>> Begin DOCUMENT TEXT
SafeReturnMachinePass is responsible for implementing the encrypt/decrypt subroutines described in Section 3.1.1. The pass is called before emitting the machine code for a function (X86PassConfig::addPreEmitPass), as we want to transform the MIR after the LLVM optimizations have been applied and the prologue and epilogue for every function have been generated. The pass inserts the encryption subroutine at the beginning of every function that contains a ret, and the decryption subroutine before every ret along with a sled of nop instructions, as described in Section 3.2.1.

#### 3.3.2 ImmediateReencodingMachinePass

ImmediateReencodingMachinePass is the pass that performs the re-encoding of immediate values that encode a free-branch instruction, as described in Section 3.2.2. The pass is called before register allocation (X86PassConfig::addPreRegAlloc), as we will need to allocate virtual registers to store the re-encoded immediate values, such that registers will not be clobbered by the reencoding process. The pass scans the MIR for instructions that contain a free-branch-encoding immediate value as an operand and it re-encodes the immediate value dynamically as described in Section 3.2.2. We only re-encode immediate values of instructions in the ri, ri8, and ri32 classes, as these are the only classes that contain instructions that can be used to encode a free-branch instruction in their immediate operand. In order to re-encode the ri\* instructions, we will need to convert them to their rr counterparts, as the immediate value will be replaced with a virtual register. Currently, we only re-encode these following instructions: add, sub, and, or, xor, cmp, test, and mov.

Our process to re-encode the immediate value utilizes the add instruction to combine both parts of the immediate value into a single immediate value stored in a virtual register. Because of this, our add instruction may modify the flags register, which may affect the execution of the following instructions. Therefore, we insert a pushf instruction before the add instruction, and we insert a popf instruction after the add instruction, such that the flags register will be saved and restored before and after the add instruction.
>> End DOCUMENT TEXT
>> Begin PROVIDED RECORDS
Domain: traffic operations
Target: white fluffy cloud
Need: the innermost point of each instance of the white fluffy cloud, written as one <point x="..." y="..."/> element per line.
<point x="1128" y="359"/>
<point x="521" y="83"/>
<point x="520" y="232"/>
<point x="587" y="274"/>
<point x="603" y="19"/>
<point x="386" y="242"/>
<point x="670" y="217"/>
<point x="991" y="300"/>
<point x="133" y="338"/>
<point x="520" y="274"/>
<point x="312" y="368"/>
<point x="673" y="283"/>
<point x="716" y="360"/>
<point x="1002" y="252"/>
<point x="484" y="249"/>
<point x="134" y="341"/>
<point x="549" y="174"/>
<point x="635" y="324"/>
>> End PROVIDED RECORDS
→ WHAT YOU WILL DO
1) According to the compiler pass description, at what point is ImmediateReencodingMachinePass called?
2) Using the compiler pass description, explain why a pushf instruction and a popf instruction are placed around the add instruction.
3) Continue the passage on the compiler passes from its final sentence.

→ TASK RESPONSES
1) It is called before register allocation, through X86PassConfig::addPreRegAlloc.

2) The add instruction that combines the two parts of the immediate value may modify the flags register, which could affect the execution of the instructions that follow. Inserting pushf before the add and popf after it saves and then restores the flags register.

3)
# 4 Results

In this section, we present the results of our evaluation of SafeLLVM, focusing on two key aspects: the reduction of ROP gadgets in then compiled binaries, and the performance impact of SafeLLVM on the respective test suites. Our goal is to demonstrate the effectiveness of SafeLLVM in mitigating ROP attacks while assessing any potential trade-offs between enhanced security and performance. We compiled 8 widely-used software projects — zlib, cJSON, mimalloc, curl, surf

browser, Suckless Terminal (ST), Doom Chocolate, and LittleFS — Using SafeLLVM and analyzed the results in terms of these two aspects.

The following subsections detail our findings, discussing the reduction in ROP gadgets and the performance of the compiled binaries when running their respective test suites.

# 4.1 Reducing ROP Gadgets

We compiled each project with both LLVM (version 16) and SafeLLVM and compared the number of ROP gadgets present in their respective binaries. We also employ Ropper, a tool that automatically discovers ROP chains to determine if compilation through SafeLLVM can prevent the automatic discovery of ROP attacks.

| Toolchain | LLVM    |           | SafeLLVM |           |
|-----------|---------|-----------|----------|-----------|
|           | Gadgets | ROP Chain | Gadgets  | ROP Chain |
| zlib      | 1169    | yes       | 194      | no        |
| cJSON     | 525     | no        | 64       | no        |
| mimalloc  | 2014    | yes       | 377      | no        |
| curl      | 1268    | yes       | 166      | no        |
| SURF      | 343     | no        | 105      | no        |
| ST        | 999     | no        | 306      | no        |
| Doom      | 7735    | yes       | 1528     | no        |
| LittleFS  | 414     | no        | 60       | no        |

Table 1: Comparison of ROP gadgets and ROP chain discoverability between regular LLVM and SafeLLVM compilation.

As shown in Table 1, compiling with SafeLLVM as opposed to LLVM results in a significant reduction in the number of ROP gadgets across all tested projects. Moreover, when using Ropper, we observed that an exploitable ROP chain could not be found in any of the projects compiled with SafeLLVM, thus effectively increasing the security of the compiled binaries.

### 4.2 Compiled Binary Performance

To analyze the performance impact of SafeLLVM on the compiled projects, we ran their respective test suites and measured the average completion time across 10 runs for both regular compilation and compilation using SafeLLVM. This allows us to gauge the trade-off between the enhanced security provided by SafeLLVM and the performance of the resulting binaries.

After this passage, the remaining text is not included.